GIVEN INSTRUCTION:
Repeat exactly each line of the data provided below.

>> Start MATERIAL PROVIDED

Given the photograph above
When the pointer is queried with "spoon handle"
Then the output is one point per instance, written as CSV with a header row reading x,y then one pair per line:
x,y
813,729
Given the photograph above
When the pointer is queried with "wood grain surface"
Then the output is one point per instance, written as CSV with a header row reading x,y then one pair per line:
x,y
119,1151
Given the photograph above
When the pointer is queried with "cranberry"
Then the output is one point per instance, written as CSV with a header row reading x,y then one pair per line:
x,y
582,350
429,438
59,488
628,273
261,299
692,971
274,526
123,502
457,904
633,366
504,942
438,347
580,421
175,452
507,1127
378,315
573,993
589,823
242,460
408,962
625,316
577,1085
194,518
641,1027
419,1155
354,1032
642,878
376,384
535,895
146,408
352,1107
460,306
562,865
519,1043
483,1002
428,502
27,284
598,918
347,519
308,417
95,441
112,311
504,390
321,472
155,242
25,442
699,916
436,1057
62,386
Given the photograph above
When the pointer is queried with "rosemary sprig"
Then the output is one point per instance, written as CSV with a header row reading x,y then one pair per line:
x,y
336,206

>> End MATERIAL PROVIDED

OUTPUT FOR THIS EXERCISE:
Given the photograph above
When the pointer is queried with "spoon handle"
Then the output is one point per instance, written as CSV with a header row reading x,y then one pair per line:
x,y
813,729
Given the photograph above
When the pointer is queried with "wood grain surface"
Then the output is one point per instance, written as CSV with a header row reading x,y then one pair per line:
x,y
119,1151
Given the photograph above
When the pointer is queried with "cranberry"
Then the output is one point per instance, written as CSV with a header row reading x,y then one pair per line:
x,y
582,350
429,438
59,488
628,273
261,299
692,971
274,526
123,502
457,904
633,366
504,942
438,347
580,421
175,452
507,1127
378,315
573,993
589,823
242,460
408,962
625,316
577,1085
194,518
641,1027
419,1155
354,1032
642,878
376,384
535,895
146,408
352,1107
460,306
562,865
519,1043
483,1002
428,502
27,284
598,918
347,519
308,417
95,441
112,311
504,390
321,472
155,242
25,442
699,916
436,1057
62,386
Given the photograph above
When the pointer is queried with "rosemary sprig"
Then the output is one point per instance, written as CSV with a header row reading x,y then one pair per line:
x,y
336,206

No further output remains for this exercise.